■ To do: Can you copy, word for word, the stretch of the brain-trauma monitoring text that starts at "Rosebud Brain-Trauma Monitoring" and ends after "interests: trauma surgery."?

Text under study: Begin

Rosebud Brain-Trauma Monitoring

Guidelines for a visual-audio monitoring system using residual neural networks to generate objective-based reports on brain-trauma patients at point-of-care.

I like to split my time between working on my own software/hardware projects (https://medium.com/@bryanjordan/designing-streamplate-baeea2220f94) and building up my understanding of neuro-trauma — a tangent from perhaps one of my longest-standing interests: trauma surgery.

Over the past few weeks I’ve been trying to spend a few hours a day reading papers about the neural-correlations of consciousness. A subset of these authors have been trying to improve the metrics used in monitoring patients with severe brain-trauma at the point-of-care. The Glasgow Coma Scale is the most widely adopted but pertains to a highly-subjective assessment that can overlook the subtle and minor improvements that can be easily missed.

Across these papers a consistent theme emerged: the necessity for objective metrics in tracking patient progress. Patients in a deep-coma or even those possessing non-verbal skills can become further victims through misdiagnosis or mistreatment caused by the absence of some of these abilities.

Text under study: End
Exercise data: Begin

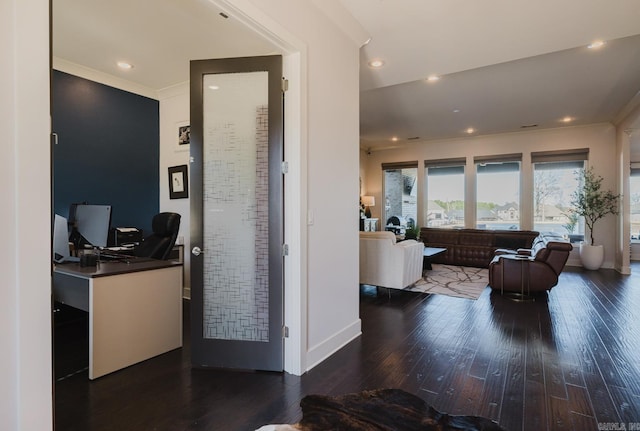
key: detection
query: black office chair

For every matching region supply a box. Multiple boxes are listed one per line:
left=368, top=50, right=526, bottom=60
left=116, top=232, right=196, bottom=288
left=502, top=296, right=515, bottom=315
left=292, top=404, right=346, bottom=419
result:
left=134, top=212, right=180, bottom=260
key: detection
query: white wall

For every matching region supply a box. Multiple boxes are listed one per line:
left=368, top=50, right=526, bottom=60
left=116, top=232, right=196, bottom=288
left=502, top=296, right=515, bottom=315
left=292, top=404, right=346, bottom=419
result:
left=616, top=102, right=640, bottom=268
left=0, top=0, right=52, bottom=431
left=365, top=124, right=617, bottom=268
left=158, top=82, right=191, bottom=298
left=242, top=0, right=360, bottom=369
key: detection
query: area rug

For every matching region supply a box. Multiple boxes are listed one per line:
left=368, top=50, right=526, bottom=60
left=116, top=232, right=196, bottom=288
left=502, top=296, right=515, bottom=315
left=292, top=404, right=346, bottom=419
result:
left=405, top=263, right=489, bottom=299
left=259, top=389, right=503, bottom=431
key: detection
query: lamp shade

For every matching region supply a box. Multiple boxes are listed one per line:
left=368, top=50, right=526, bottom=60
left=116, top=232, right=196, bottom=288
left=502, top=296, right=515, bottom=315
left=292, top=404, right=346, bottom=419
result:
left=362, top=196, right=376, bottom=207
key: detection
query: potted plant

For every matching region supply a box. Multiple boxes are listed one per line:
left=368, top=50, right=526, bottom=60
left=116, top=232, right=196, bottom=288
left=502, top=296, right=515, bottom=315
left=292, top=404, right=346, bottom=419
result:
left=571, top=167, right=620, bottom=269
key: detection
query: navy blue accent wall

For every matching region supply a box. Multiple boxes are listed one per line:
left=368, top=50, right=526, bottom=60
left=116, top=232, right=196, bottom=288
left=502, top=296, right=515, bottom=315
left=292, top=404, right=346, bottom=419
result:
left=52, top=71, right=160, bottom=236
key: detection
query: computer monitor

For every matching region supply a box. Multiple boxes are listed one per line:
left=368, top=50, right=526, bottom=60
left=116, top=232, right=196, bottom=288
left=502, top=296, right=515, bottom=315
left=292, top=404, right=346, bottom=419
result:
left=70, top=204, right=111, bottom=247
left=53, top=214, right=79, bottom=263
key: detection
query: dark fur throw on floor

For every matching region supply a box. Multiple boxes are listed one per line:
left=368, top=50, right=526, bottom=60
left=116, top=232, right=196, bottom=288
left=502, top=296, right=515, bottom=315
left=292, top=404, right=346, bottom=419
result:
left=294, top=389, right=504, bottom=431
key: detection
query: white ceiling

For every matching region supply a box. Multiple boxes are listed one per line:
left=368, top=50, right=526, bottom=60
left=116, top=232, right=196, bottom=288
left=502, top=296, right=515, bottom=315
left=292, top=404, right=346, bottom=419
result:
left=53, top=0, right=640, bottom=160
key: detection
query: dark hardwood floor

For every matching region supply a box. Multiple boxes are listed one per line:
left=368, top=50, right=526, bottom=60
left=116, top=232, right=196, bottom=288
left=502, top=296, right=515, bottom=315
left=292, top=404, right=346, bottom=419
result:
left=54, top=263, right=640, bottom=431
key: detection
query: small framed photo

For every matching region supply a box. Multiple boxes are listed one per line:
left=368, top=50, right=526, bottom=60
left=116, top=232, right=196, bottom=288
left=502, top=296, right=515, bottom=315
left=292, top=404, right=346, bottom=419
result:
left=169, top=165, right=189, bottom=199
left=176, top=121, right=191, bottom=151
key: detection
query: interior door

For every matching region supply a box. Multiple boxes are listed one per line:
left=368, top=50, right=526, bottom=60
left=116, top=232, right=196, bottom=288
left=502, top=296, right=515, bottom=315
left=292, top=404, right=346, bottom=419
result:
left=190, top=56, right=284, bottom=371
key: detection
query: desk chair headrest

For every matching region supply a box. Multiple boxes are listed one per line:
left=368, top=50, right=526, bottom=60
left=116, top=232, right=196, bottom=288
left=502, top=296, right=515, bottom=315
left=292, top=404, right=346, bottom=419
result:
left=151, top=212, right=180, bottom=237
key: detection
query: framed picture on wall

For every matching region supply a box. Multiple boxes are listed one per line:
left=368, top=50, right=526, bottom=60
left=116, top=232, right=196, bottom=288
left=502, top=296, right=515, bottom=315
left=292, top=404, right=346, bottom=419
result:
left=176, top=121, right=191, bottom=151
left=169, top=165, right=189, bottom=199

Exercise data: End
Exercise data: Begin

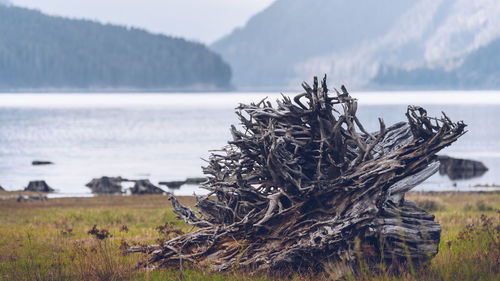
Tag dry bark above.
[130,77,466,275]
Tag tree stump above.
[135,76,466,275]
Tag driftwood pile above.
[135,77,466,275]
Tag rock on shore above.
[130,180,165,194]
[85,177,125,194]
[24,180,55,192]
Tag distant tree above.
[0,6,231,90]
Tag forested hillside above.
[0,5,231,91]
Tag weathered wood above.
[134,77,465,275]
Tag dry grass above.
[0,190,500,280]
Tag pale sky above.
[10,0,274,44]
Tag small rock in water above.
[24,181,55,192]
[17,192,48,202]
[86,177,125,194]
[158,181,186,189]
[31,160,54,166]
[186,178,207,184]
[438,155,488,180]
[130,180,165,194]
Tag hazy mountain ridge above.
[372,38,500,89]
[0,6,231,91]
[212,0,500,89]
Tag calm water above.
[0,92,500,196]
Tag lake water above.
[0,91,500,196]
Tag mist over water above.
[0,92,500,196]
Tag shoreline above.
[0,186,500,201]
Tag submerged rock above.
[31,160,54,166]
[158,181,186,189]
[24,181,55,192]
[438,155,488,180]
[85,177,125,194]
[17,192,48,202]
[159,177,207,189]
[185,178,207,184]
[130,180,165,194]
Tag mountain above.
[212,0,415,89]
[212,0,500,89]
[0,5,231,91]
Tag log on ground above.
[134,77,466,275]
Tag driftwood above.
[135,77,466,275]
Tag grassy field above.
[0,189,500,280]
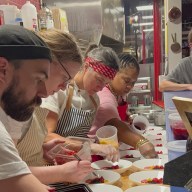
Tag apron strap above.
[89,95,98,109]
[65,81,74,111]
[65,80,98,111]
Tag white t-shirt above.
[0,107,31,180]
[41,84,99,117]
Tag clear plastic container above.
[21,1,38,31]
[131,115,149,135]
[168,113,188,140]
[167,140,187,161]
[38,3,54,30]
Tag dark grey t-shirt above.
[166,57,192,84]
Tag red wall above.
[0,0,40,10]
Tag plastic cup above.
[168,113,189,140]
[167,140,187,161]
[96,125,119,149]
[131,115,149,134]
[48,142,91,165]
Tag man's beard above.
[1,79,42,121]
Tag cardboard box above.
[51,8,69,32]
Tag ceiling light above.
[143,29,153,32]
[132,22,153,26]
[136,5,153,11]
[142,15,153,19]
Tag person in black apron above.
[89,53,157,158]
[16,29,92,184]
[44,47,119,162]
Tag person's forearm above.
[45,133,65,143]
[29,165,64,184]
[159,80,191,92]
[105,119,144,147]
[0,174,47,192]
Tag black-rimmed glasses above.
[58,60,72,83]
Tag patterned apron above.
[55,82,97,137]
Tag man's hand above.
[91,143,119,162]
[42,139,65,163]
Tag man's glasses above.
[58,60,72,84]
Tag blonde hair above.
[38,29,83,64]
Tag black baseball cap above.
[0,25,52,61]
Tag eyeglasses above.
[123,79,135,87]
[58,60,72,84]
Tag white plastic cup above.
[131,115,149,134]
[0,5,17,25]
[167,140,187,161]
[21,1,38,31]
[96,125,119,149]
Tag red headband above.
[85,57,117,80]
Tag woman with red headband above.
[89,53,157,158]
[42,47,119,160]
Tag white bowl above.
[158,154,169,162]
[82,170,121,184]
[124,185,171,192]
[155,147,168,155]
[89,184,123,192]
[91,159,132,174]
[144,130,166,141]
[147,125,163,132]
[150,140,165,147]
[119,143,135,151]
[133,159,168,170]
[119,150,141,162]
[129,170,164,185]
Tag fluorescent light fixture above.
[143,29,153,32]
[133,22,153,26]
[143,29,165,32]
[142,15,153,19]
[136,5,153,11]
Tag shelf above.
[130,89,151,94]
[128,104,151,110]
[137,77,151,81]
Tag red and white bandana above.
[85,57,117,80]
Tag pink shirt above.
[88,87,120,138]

Exercise data: End
Exercise data: Begin

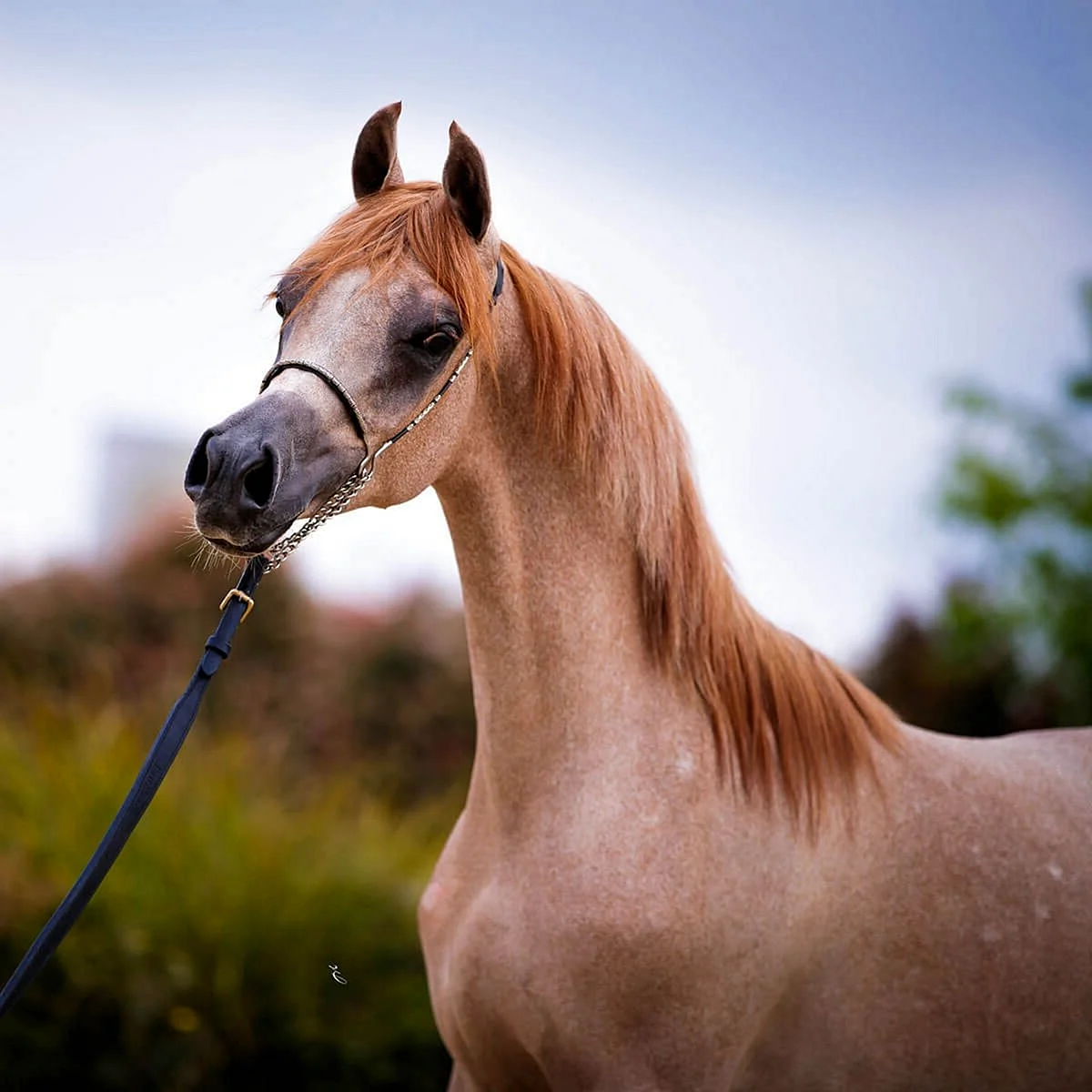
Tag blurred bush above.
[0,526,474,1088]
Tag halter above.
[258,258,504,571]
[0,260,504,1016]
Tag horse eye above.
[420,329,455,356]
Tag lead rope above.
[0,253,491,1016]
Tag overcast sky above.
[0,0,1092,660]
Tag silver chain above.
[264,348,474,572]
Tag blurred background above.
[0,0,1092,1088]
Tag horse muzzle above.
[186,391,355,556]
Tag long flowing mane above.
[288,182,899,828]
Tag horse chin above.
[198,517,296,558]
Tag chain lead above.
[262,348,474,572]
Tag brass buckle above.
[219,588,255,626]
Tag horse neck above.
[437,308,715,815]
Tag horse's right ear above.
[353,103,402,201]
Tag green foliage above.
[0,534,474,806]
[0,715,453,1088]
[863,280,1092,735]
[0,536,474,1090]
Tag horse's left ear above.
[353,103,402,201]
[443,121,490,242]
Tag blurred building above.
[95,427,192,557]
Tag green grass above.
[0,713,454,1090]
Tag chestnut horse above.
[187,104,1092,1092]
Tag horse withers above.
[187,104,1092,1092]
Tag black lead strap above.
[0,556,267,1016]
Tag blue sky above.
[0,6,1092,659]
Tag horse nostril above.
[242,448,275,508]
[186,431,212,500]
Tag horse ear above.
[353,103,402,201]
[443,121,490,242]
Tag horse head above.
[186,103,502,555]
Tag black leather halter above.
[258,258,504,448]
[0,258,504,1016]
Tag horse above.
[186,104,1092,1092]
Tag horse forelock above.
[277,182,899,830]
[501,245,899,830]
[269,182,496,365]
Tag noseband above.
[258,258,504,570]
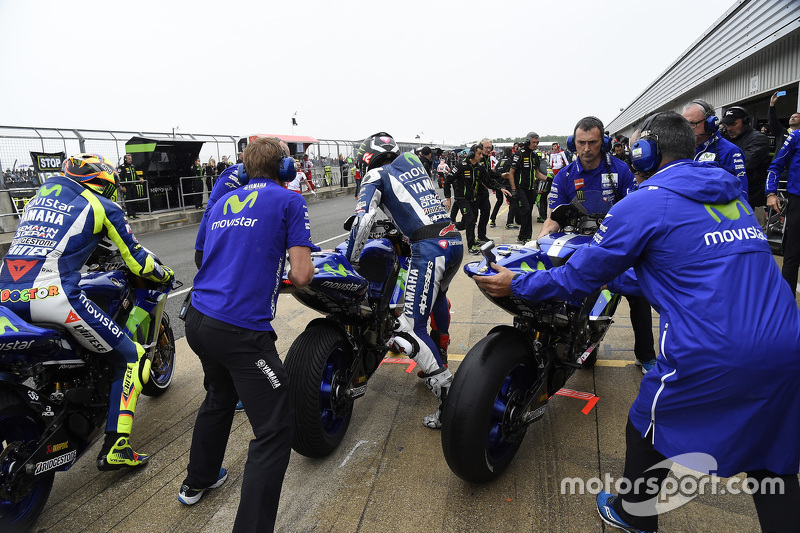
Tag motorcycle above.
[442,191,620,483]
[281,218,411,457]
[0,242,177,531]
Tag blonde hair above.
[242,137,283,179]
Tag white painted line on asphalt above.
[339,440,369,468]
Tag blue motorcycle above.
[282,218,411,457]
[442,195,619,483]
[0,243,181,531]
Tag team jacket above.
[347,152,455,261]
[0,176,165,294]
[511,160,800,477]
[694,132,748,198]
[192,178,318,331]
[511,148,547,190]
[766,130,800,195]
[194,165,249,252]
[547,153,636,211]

Exercise data: End

■ Expected output:
Rosebud Brain-Trauma Monitoring

Guidelines for a visual-audio monitoring system using residual neural networks to generate objective-based reports on brain-trauma patients at point-of-care.

I like to split my time between working on my own software/hardware projects (https://medium.com/@bryanjordan/designing-streamplate-baeea2220f94) and building up my understanding of neuro-trauma — a tangent from perhaps one of my longest-standing interests: trauma surgery.